* _WRITTEN EXERCISE_: Reproduce all the entries precisely.

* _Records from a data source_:
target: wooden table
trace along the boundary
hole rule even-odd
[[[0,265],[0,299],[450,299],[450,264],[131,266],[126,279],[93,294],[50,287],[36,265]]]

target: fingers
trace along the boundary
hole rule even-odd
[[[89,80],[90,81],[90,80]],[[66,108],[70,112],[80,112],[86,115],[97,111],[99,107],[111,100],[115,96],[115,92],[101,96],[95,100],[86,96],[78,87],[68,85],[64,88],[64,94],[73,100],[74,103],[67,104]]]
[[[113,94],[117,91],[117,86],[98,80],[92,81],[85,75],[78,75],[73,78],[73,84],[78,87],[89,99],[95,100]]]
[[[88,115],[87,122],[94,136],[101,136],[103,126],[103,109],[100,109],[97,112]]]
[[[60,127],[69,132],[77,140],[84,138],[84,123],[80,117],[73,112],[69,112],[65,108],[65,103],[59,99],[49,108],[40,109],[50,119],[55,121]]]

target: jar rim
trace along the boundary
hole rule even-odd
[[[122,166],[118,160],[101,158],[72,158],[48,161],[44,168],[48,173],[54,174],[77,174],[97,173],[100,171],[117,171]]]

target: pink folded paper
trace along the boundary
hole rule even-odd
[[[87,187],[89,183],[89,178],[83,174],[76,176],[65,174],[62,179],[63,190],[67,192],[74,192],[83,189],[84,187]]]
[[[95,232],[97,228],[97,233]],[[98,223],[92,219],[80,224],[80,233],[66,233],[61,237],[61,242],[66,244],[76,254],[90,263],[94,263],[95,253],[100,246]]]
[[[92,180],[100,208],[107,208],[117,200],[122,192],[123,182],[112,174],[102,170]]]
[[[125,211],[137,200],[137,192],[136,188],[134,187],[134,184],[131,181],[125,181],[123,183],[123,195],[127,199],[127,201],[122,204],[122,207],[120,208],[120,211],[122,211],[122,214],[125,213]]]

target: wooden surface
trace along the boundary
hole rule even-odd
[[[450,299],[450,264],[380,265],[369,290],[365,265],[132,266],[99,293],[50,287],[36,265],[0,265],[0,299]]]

* _WRITTEN SOLUTION_:
target: wooden table
trace along the boundary
hole rule even-odd
[[[0,265],[0,299],[450,299],[450,264],[131,266],[126,279],[93,294],[50,287],[36,265]]]

target: fingers
trace along the boundary
hole rule even-odd
[[[89,80],[90,81],[90,80]],[[66,108],[70,112],[80,112],[86,115],[97,111],[99,107],[111,100],[115,96],[115,92],[101,96],[95,100],[86,96],[78,87],[68,85],[64,88],[64,94],[73,100],[74,103],[67,104]]]
[[[113,94],[117,91],[117,86],[98,80],[92,81],[85,75],[78,75],[73,78],[73,84],[78,87],[89,99],[95,100]]]
[[[88,115],[87,122],[94,136],[101,136],[103,126],[103,109],[100,109],[97,112]]]
[[[60,127],[69,132],[77,140],[84,138],[84,123],[80,117],[73,112],[69,112],[65,108],[65,103],[59,99],[49,108],[40,109],[50,119],[55,121]]]

target: jar rim
trace along the boundary
hole rule even-odd
[[[122,166],[118,160],[101,158],[72,158],[48,161],[44,168],[48,173],[54,174],[77,174],[97,173],[100,171],[117,171]]]

target: pink folded paper
trace along the boundary
hole rule even-odd
[[[87,187],[89,183],[89,178],[83,174],[76,176],[65,174],[62,179],[63,190],[67,192],[74,192],[83,189],[84,187]]]
[[[95,232],[97,228],[97,233]],[[98,223],[92,219],[80,224],[80,233],[66,233],[61,237],[61,242],[66,244],[76,254],[90,263],[94,263],[95,253],[100,246]]]
[[[92,180],[100,208],[107,208],[117,200],[122,192],[123,182],[112,174],[102,170]]]
[[[125,211],[137,200],[137,192],[136,188],[134,187],[134,184],[131,181],[125,181],[123,183],[123,195],[127,199],[127,201],[122,204],[122,207],[120,208],[120,211],[122,211],[122,214],[125,213]]]

target: wooden surface
trace along the boundary
hole rule even-odd
[[[450,299],[450,264],[380,265],[369,290],[365,265],[132,266],[99,293],[50,287],[36,265],[0,265],[0,299]]]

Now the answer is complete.